## Consegna
Nel brano su Fabio Sorrentino, elenchi tutto ciò che egli, con le sue parole, dichiara di aver dovuto cambiare dopo quella sera.

## Brano da leggere
Fabio Sorrentino mostra il proiettile conficcato nella schiena.

La sera del 9 luglio del 2015 a Napoli, in via Guglielmo Gasperini, Fabio Sorrentino è stato colpito da uno dei proiettili destinati al giovane Emanuele Esposito, 27 anni, pregiudicato, freddato in perfetto stile camorristico a pochi passi dall'abitazione di Fabio che stava tornando a casa. Il proiettile vagante gli ha fracassato la cresta iliaca, andandosi a conficcare a un centimetro dall'osso sacro, dove è rimasto per ben 2 anni, con tutte le conseguenze del caso.

Fabio era un promettente ballerino, che proprio in quegli anni stava completando la sua formazione professionale, ma la sua carriera è finita quella sera: "Nonostante non abbia mai mollato, nessuna terapia, nemmeno la più faticosa e costosa, mi avrebbe mai restituito l'agilità che avevo, da allora è iniziato un lento declino e per questo ho dovuto cambiare lavoro e città, in poche parole, ho dovuto cambiare vita".

Quando parla di Napoli, Fabio ha le lacrime agli occhi, perché mai avrebbe immaginato di dover andare via e di sentirsi più sicuro lontano dalla sua casa e dai suoi affetti: "Questo mi fa male, perché Napoli ce l'ho nel sangue".

Fabio in un'esibizione live.
Fabio in un'esibizione live.

Per superare le conseguenze del trauma, sia fisiche che mentali, l'oramai ex ballerino ha dovuto pagare di tasca sua costosissime terapie che il sistema sanitario pubblico non era in grado di offrire: "Ho dovuto pagare tutte le visite e tutti i medici, compreso lo psicologo, per imparare ad affrontare ogni giorno le mie paure".

Per recuperare parte di queste spese, da 9 anni Fabio chiede di poter accedere al fondo destinato alle vittime dei reati di tipo mafioso, istituito anche per chi, come lui, ha subito le conseguenze di un regolamento di conti, ma senza successo a causa di un cavillo burocratico: "La matrice dell'agguato deve essere accertata in maniera bilaterale: per essere identificati come vittime "collaterali" di reati di tipo mafioso, il reato deve essere commesso da un affiliato verso un altro affiliato. Nel mio caso, pur essendo stata accertata l'appartenenza della vittima alla criminalità organizzata locale, non è accaduto lo stesso per il killer, che non è mai stato identificato, nonostante l'esecuzione fosse avvenuta in perfetto stile camorristico. Il mio non è un capriccio, vorrei solo che lo Stato mi venisse incontro, visto che non è stato in grado di proteggermi".

## Voci fornite
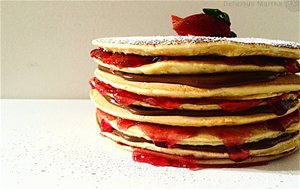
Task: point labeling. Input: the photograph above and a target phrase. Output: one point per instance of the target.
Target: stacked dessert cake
(192, 101)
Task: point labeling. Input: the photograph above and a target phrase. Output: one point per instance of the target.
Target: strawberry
(212, 23)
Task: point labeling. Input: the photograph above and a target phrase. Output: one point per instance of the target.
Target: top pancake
(199, 46)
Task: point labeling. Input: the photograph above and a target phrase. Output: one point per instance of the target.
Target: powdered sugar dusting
(176, 40)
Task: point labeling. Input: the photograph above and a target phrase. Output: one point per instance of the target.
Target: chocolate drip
(262, 144)
(212, 80)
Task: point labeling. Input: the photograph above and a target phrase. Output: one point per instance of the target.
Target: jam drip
(190, 162)
(279, 105)
(121, 60)
(162, 159)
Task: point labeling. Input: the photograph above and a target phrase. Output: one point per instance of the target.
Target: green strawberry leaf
(232, 35)
(217, 13)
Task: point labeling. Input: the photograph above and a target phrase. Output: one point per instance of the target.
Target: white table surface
(56, 144)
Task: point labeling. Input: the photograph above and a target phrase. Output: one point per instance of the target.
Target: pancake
(281, 148)
(199, 46)
(168, 108)
(203, 135)
(280, 85)
(184, 121)
(191, 67)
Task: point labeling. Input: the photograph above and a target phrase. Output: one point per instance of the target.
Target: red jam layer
(280, 105)
(233, 136)
(122, 60)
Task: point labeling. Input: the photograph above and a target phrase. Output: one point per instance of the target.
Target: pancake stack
(192, 101)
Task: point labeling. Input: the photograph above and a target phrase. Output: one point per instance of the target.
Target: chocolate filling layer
(212, 80)
(140, 110)
(262, 144)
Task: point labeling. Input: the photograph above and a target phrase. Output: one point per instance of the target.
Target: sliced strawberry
(201, 25)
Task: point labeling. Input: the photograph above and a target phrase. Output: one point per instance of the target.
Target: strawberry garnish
(212, 22)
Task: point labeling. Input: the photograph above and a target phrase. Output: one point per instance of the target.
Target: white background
(45, 45)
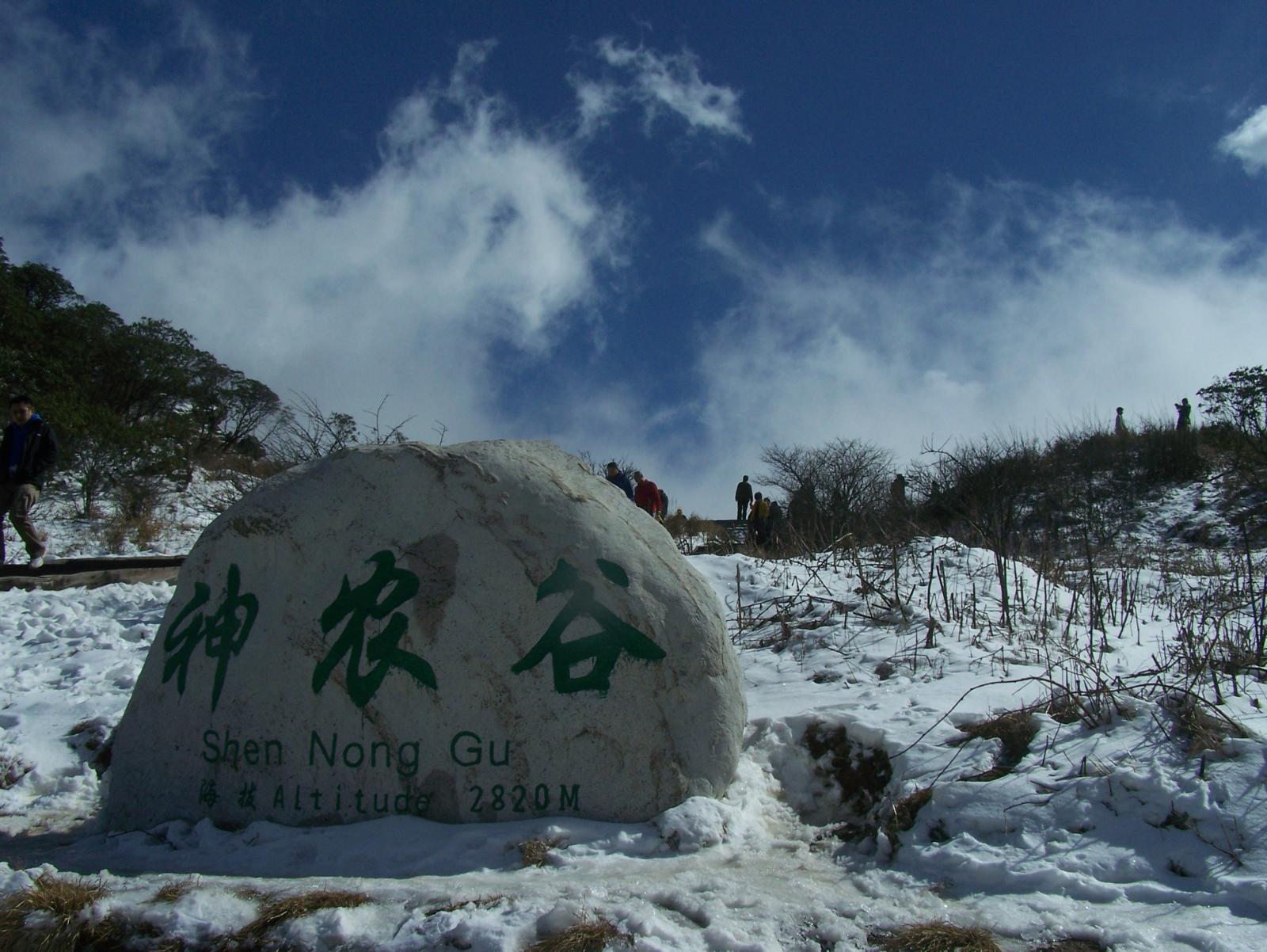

## Risposta
Lavoro, città e vita.